# [Written problem]
Which lines in the entries below contain the string "hood"? Return each of those lines in full, treating uppercase and lowercase as different.

# [Entries provided]
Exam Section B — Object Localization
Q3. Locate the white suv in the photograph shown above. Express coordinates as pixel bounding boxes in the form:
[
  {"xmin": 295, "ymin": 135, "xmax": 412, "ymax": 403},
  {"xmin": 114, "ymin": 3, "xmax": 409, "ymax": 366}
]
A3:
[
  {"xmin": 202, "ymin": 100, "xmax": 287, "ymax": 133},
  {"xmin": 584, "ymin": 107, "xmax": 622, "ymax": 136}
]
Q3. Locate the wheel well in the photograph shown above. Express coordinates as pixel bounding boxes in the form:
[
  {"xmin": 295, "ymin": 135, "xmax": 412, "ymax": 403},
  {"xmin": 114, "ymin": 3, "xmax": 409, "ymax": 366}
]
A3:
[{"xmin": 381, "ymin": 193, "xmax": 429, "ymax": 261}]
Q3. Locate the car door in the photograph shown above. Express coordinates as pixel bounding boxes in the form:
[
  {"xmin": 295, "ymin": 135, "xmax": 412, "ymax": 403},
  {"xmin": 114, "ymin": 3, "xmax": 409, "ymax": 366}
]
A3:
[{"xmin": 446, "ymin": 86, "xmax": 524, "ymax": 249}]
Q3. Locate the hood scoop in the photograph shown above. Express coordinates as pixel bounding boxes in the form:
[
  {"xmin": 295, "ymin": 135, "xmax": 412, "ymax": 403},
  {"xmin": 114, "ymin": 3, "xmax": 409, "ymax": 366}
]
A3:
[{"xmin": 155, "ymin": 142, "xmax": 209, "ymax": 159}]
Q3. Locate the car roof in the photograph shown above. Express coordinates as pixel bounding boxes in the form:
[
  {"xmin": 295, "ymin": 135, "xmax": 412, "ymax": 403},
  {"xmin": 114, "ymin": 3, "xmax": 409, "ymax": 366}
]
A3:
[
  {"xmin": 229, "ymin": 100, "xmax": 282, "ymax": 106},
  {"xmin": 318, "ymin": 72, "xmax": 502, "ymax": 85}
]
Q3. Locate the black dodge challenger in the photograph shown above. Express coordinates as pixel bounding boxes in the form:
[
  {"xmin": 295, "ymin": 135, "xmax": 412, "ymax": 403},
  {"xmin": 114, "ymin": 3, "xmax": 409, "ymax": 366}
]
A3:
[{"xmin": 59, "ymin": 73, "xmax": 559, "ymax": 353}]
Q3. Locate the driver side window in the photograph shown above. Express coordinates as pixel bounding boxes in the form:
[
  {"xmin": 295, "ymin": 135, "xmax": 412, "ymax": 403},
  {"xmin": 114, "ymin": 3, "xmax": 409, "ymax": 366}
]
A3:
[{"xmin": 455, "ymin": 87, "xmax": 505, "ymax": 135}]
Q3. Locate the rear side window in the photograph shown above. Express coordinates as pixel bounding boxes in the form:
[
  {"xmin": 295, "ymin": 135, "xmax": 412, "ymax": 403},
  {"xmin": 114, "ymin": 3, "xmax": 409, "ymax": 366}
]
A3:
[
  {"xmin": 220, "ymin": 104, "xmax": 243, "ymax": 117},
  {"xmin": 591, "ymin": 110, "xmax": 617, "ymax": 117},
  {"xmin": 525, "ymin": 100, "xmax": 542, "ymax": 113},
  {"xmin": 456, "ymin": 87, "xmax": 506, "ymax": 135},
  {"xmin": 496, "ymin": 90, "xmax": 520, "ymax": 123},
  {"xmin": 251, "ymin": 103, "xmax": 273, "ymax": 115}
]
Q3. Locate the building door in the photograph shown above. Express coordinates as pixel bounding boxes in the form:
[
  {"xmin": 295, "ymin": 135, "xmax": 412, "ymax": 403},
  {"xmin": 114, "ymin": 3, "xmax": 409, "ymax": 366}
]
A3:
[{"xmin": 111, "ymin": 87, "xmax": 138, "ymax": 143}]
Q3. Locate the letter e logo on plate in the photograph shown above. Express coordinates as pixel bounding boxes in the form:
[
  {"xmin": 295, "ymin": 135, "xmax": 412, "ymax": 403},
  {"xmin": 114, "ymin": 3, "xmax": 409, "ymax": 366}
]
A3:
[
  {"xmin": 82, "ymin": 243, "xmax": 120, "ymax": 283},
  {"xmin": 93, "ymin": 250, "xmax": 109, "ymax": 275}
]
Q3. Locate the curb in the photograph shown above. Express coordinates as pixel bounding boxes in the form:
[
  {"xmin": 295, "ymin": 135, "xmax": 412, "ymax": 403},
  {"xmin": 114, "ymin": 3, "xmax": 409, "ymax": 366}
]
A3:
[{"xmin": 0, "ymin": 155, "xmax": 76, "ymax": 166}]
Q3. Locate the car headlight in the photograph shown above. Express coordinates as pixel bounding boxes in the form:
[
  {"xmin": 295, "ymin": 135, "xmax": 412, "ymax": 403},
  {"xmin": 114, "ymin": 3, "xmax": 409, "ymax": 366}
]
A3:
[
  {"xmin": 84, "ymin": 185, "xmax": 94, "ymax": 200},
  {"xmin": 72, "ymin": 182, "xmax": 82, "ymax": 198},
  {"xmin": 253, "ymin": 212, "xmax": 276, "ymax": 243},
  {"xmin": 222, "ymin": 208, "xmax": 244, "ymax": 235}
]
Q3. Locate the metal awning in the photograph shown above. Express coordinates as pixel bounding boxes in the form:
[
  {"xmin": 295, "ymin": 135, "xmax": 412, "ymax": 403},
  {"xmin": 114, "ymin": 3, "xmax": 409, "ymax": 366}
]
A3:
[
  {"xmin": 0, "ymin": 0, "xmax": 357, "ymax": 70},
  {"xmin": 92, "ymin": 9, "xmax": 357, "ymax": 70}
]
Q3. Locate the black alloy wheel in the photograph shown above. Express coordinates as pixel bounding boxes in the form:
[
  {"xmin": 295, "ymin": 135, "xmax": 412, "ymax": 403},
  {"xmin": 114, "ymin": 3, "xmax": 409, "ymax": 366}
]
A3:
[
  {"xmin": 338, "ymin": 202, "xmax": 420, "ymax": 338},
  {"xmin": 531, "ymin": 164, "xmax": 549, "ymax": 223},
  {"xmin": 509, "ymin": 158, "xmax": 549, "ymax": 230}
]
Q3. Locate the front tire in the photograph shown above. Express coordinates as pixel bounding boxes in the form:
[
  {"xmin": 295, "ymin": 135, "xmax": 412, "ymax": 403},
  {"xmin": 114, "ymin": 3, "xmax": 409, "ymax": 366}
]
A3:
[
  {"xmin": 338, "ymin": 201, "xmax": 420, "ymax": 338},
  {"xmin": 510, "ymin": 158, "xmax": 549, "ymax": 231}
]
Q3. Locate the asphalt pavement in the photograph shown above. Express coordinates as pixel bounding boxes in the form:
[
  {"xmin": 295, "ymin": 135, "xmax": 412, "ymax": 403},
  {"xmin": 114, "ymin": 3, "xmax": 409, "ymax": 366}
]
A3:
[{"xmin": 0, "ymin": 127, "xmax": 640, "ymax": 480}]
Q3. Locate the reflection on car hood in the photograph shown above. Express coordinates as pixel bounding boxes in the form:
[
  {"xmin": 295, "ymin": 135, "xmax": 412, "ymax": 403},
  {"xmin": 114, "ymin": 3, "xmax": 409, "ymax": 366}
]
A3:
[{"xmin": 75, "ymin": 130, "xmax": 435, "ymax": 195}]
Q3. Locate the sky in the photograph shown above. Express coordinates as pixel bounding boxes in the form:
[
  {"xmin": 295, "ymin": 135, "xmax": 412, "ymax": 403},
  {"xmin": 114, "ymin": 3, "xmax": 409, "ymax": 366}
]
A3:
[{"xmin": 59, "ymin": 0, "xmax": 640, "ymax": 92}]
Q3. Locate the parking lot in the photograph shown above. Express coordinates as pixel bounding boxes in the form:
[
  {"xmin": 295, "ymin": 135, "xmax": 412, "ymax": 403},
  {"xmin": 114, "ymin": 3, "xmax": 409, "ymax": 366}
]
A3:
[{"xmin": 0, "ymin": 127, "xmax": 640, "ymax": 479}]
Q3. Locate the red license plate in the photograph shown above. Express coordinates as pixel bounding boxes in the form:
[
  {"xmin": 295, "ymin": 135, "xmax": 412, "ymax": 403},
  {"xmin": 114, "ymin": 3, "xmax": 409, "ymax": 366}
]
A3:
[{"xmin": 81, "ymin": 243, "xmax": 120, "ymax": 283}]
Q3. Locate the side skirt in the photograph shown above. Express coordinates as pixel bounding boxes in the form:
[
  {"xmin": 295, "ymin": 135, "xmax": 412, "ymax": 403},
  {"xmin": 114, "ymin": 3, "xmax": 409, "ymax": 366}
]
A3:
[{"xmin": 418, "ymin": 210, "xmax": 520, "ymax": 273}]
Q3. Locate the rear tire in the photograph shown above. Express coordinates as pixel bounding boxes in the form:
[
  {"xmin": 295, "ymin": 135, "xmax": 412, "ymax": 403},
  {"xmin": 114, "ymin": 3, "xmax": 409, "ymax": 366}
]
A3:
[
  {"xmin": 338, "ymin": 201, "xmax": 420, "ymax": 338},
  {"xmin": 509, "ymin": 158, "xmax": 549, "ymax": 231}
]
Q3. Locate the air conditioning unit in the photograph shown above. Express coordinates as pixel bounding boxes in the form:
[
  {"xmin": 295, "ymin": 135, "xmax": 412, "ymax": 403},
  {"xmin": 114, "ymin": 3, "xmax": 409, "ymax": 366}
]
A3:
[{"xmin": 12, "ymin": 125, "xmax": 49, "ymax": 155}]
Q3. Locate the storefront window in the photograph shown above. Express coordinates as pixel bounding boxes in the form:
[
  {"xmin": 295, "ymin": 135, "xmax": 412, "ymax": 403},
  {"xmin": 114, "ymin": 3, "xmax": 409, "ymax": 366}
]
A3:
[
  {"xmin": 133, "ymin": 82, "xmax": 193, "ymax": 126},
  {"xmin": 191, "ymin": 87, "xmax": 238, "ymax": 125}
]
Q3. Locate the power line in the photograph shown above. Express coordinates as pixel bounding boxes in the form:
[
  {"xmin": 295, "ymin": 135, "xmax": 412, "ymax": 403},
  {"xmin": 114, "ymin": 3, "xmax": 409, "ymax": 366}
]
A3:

# [Answer to the task]
Q3. Locate the hood scoop in the photograph shown above. Express coordinates as pixel bounding boxes in the form:
Q3. Locate the reflection on car hood in the photograph shown above. Express coordinates as pixel bounding boxes in the form:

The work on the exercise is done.